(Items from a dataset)
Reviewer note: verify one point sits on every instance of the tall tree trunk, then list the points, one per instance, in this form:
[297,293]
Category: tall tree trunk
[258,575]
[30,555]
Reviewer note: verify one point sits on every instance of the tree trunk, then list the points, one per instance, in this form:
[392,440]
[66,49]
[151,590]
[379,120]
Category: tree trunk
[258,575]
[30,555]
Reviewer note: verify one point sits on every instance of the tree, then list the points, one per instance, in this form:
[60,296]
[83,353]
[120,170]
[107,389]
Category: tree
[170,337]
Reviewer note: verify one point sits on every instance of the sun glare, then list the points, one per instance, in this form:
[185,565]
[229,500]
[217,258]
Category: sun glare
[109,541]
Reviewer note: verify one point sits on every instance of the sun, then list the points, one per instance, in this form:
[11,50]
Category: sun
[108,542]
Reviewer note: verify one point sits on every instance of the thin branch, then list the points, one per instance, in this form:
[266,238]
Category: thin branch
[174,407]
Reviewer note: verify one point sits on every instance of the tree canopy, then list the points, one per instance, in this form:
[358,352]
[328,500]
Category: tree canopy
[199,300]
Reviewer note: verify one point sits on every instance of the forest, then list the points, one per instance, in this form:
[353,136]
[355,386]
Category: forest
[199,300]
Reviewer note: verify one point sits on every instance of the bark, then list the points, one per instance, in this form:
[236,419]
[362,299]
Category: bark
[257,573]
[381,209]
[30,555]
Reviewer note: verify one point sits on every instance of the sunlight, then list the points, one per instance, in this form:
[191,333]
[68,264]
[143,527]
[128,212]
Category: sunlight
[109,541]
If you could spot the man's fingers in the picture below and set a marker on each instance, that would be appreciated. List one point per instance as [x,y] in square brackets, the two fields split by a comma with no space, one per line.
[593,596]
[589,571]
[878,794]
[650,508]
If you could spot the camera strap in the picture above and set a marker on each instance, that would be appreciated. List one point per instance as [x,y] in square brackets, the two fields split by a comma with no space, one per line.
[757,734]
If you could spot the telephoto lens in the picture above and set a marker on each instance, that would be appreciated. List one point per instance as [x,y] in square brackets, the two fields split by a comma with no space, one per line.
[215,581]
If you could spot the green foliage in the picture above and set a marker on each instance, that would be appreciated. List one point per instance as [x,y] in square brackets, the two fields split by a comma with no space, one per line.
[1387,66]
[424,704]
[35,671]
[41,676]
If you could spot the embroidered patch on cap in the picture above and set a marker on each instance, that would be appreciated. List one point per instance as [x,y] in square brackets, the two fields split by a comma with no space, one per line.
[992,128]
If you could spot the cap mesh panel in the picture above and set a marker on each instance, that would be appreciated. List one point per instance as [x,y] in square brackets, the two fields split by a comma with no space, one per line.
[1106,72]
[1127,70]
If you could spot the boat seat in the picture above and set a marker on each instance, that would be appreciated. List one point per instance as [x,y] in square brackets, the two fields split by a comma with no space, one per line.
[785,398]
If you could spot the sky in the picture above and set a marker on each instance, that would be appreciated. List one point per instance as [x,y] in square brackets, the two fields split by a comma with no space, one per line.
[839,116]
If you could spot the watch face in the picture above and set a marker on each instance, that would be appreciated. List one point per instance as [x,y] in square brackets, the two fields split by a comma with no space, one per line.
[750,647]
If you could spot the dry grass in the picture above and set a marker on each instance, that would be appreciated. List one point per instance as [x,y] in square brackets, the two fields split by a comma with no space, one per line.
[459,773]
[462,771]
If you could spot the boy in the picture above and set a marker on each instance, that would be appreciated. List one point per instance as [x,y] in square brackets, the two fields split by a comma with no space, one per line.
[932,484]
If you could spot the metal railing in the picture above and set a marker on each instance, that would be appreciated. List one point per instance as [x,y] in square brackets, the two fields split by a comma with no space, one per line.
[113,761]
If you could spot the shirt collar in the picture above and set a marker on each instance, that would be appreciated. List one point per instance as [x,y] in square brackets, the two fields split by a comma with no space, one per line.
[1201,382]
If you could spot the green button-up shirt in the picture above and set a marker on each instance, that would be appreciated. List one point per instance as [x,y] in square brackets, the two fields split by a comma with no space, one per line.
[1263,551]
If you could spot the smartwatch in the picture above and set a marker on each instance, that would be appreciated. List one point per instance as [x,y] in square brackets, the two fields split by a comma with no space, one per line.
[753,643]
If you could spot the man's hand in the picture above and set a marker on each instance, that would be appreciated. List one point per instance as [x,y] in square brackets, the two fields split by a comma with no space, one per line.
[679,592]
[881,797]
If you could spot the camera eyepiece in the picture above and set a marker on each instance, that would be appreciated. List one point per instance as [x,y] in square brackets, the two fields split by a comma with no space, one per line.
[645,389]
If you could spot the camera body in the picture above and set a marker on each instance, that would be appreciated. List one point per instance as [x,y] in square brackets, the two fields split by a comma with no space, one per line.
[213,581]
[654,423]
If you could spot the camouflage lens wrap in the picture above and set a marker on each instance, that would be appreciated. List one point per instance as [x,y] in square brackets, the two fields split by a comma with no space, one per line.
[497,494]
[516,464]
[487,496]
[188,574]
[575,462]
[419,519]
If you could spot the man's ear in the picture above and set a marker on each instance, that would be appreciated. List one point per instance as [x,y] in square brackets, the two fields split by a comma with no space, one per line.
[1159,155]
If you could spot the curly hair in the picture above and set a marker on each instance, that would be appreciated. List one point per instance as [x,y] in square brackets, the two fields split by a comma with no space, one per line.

About this task: Copy whichever lines above contain the string "points".

Expected answer:
Reviewer note: verify one point sits on every instance of the tall tree trunk, then list the points, one per instance, in this form:
Reviewer note: verify one point sits on every instance of the tree trunk, then list the points, one per instance, in this form:
Reviewer note: verify one point sits on every instance of the tree, then list the points, one per instance, in this form:
Reviewer note: verify one point sits on every instance of the sun glare, then list the points, one per instance, in this form:
Reviewer note: verify one point sits on every instance of the sun, then list the points, one per instance, in this form:
Reviewer note: verify one point sits on every instance of the thin branch, then list the points, one per instance, in this form:
Reviewer note: verify one point sits on every instance of the tree canopy, then list the points, one per instance, in this form:
Reviewer note: verify one point sits on every instance of the forest, then list the points, one per instance, in this form:
Reviewer note: verify one point sits on every instance of the bark, then list the points, one per instance, in this form:
Reviewer note: verify one point sits on every instance of the sunlight, then list the points, one per instance, in this form:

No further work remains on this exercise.